*AUFGABE 1*.
Beantworte zur Erklärung zu den 59 Stadionverboten diese Fragen:
(a) Für welchen Zeitraum wurden die Stadionverbote erteilt?
(b) Nach welcher Vorschrift stellte die Staatsanwaltschaft Duisburg Ende Oktober 2006 das Verfahren gegen acht Betroffene ein?
(c) Nach wie vielen Wochen kam Herr Meier dem Antrag auf Aufhebung dieser acht Stadionverbote nach?

*VORLIEGENDER TEXT*.
Offizielle Erklärung zu den 59 Stadionverboten

Offizielle Erklärung der Schickeria München zum Stand der Dinge bei den 59 Stadionverboten gegen Mitglieder unserer Gruppe

Aufgrund eines angeblichen Vorfalls nach dem Spiel des FC Bayern in Duisburg am 25.03.2006 werden gegen 59 Bayernfans Ermittlungsverfahren wegen des Verdachts des Landfriedensbruches eingeleitet. Der MSV Duisburg vertreten durch seinen Sicherheitsbeauftragten Michael Meier erteilt gegen alle Betroffenen bundesweite Stadionverbote über zwei Jahre. Als Begründung wird die Aufnahme des Ermittlungsverfahrens angeführt.

Ende Oktober 2006 stellt die Staatsanwaltschaft Duisburg das Ermittlungsverfahren gegen acht Betroffene nach § 170 Absatz II StPO ein. Begründet wird dies dadurch, dass ein Anfangsverdacht fehlt. Obwohl sofort die Aufhebung des Stadionverbotes beantragt wird, kommt Herr Meier vom MSV Duisburg dem erst nach drei Wochen nach, nachdem der Anwalt der Betroffenen mehrmals nachhaken und Fristen setzen musste.

Anfang Dezember werden von der Staatsanwaltschaft Duisburg weitere Verfahren nach § 153 Absatz I StPO eingestellt. Der auf Grundlage dieser Einstellungen beantragten Aufhebung der Stadionverbote kommt Herr Meier nicht nach. In einem Schreiben teilt er Ende Dezember mit, dass er im Falle einer Einstellung nach §153 Absatz I StPO nach den Richtlinien des DFB zur einheitlichen Festsetzung und Verwaltung von Stadionverboten berechtigt ist, nach Prüfung im Einzelfall zu entscheiden, ob er das Stadionverbot aufhebt.

Nicht nur die Stadionverbote gegen über 50 Betroffene bleiben, obwohl das strafrechtliche Verfahren eingestellt wurde. Es bleiben auch einige Fragen zu den Richtlinien der Stadionverbote und der Praxis durch Vereine und Polizei offen:

Wie lässt es sich rechtfertigen, dass acht Betroffene über ein halbes Jahr aus den Stadien ausgesperrt waren, obwohl laut der Einstellung durch den Staatsanwalt kein Anfangsverdacht vorlag?

*EINGABEDATEN*.
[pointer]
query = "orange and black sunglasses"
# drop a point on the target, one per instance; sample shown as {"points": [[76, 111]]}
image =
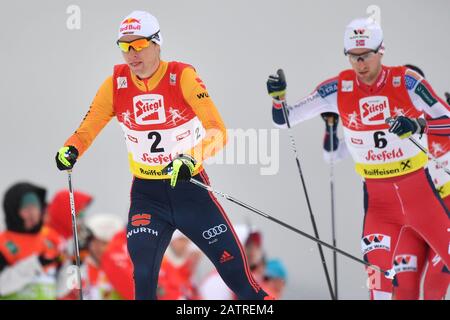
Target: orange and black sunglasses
{"points": [[137, 44]]}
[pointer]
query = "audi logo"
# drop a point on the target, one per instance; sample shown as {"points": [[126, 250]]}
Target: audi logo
{"points": [[214, 231]]}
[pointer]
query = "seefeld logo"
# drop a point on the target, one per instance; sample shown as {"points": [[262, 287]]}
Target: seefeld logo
{"points": [[149, 109], [384, 155], [374, 110]]}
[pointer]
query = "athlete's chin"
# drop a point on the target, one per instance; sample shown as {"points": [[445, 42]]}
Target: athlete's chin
{"points": [[136, 66]]}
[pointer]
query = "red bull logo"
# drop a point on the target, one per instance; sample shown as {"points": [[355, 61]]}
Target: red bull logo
{"points": [[374, 110], [405, 262], [130, 24]]}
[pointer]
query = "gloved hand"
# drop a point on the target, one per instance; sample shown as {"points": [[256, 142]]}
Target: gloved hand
{"points": [[330, 118], [276, 85], [66, 157], [46, 260], [405, 127], [180, 169]]}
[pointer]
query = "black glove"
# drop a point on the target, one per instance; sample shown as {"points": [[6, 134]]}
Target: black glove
{"points": [[276, 85], [330, 118], [405, 127], [181, 169], [45, 261], [66, 157]]}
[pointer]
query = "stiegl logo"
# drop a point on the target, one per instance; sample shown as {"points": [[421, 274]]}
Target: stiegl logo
{"points": [[149, 109], [374, 110]]}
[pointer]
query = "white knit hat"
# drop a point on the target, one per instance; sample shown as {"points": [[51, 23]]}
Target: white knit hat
{"points": [[140, 23], [363, 33]]}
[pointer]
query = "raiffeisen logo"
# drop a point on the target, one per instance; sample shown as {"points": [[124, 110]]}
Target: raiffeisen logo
{"points": [[374, 110], [149, 109], [130, 24]]}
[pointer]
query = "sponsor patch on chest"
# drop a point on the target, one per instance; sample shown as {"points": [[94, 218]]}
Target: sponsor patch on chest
{"points": [[374, 110], [149, 109]]}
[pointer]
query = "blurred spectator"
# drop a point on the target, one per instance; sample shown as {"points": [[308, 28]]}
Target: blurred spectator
{"points": [[58, 230], [28, 262], [213, 287], [101, 228], [117, 266], [275, 278]]}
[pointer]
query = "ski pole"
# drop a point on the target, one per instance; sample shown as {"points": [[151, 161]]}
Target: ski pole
{"points": [[75, 232], [388, 274], [280, 73], [333, 225], [389, 121]]}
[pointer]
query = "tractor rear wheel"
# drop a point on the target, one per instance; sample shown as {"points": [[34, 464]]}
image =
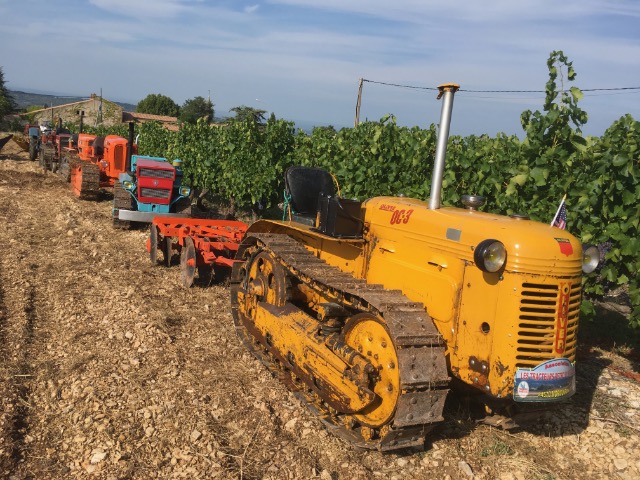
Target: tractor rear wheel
{"points": [[153, 245], [122, 200], [33, 149]]}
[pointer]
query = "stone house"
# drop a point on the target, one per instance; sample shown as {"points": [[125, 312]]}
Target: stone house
{"points": [[94, 110]]}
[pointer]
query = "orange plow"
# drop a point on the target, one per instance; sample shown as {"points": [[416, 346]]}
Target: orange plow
{"points": [[204, 245]]}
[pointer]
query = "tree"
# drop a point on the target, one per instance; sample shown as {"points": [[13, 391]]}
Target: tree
{"points": [[244, 113], [196, 108], [7, 104], [158, 104]]}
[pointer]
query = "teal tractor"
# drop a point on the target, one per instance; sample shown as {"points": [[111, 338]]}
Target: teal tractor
{"points": [[150, 186]]}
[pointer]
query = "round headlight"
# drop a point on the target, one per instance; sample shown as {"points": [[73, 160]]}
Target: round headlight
{"points": [[490, 256], [590, 258]]}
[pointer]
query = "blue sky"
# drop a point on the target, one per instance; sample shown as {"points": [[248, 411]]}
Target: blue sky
{"points": [[302, 59]]}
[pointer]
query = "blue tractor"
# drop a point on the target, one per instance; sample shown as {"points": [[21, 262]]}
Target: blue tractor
{"points": [[150, 186]]}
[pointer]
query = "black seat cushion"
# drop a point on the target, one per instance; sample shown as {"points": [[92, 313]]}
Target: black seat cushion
{"points": [[304, 185]]}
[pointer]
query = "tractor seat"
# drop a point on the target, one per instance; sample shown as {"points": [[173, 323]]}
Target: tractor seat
{"points": [[304, 185]]}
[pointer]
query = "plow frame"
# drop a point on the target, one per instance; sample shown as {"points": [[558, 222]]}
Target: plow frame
{"points": [[215, 242]]}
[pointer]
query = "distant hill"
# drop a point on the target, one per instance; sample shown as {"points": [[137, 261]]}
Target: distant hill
{"points": [[25, 99]]}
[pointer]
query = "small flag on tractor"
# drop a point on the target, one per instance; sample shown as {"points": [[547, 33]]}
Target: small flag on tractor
{"points": [[560, 219]]}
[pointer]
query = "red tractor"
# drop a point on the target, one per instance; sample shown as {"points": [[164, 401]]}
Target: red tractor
{"points": [[98, 162], [54, 150]]}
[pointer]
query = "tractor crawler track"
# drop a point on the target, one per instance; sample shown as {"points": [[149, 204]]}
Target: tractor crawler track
{"points": [[420, 349]]}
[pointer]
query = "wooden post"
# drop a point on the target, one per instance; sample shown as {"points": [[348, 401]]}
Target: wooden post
{"points": [[358, 102]]}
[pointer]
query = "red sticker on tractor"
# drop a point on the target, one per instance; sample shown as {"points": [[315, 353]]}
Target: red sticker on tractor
{"points": [[565, 246], [563, 317]]}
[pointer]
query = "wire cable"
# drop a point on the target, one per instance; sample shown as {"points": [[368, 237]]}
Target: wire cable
{"points": [[614, 89]]}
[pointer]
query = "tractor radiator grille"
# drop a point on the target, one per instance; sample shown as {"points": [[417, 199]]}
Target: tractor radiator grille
{"points": [[548, 322], [155, 193], [150, 172]]}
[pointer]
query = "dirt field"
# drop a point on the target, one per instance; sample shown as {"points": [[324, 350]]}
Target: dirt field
{"points": [[110, 369]]}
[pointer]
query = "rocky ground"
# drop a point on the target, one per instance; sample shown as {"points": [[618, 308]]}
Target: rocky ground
{"points": [[110, 369]]}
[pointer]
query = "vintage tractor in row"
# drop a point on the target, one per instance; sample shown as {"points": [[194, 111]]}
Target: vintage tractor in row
{"points": [[149, 186], [369, 310]]}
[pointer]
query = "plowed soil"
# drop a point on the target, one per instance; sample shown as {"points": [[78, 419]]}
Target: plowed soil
{"points": [[110, 369]]}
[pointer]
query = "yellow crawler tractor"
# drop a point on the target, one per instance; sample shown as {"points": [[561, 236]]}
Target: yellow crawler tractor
{"points": [[367, 310]]}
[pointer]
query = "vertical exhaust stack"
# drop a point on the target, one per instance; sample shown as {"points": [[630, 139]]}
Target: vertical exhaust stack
{"points": [[127, 167], [447, 90]]}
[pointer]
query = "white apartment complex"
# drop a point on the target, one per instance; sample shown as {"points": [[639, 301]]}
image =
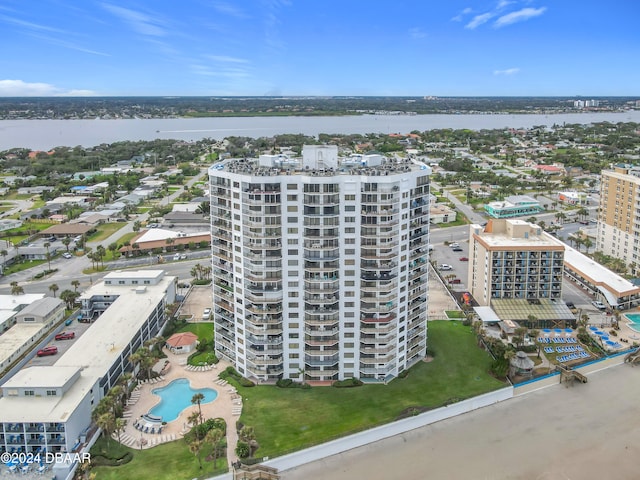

*AUFGABE 2*.
Filtere aus den Datensätzen jede Zeile heraus, die die Zeichenfolge "stone" enthält, und gib diese Zeilen unverändert wieder.

*ERGEBNIS 1*.
(a) Zwei Jahre, bundesweit.
(b) Nach § 170 Absatz II StPO.
(c) Nach drei Wochen.

*ERGEBNIS 2*.
query = "stone house"
Target: stone house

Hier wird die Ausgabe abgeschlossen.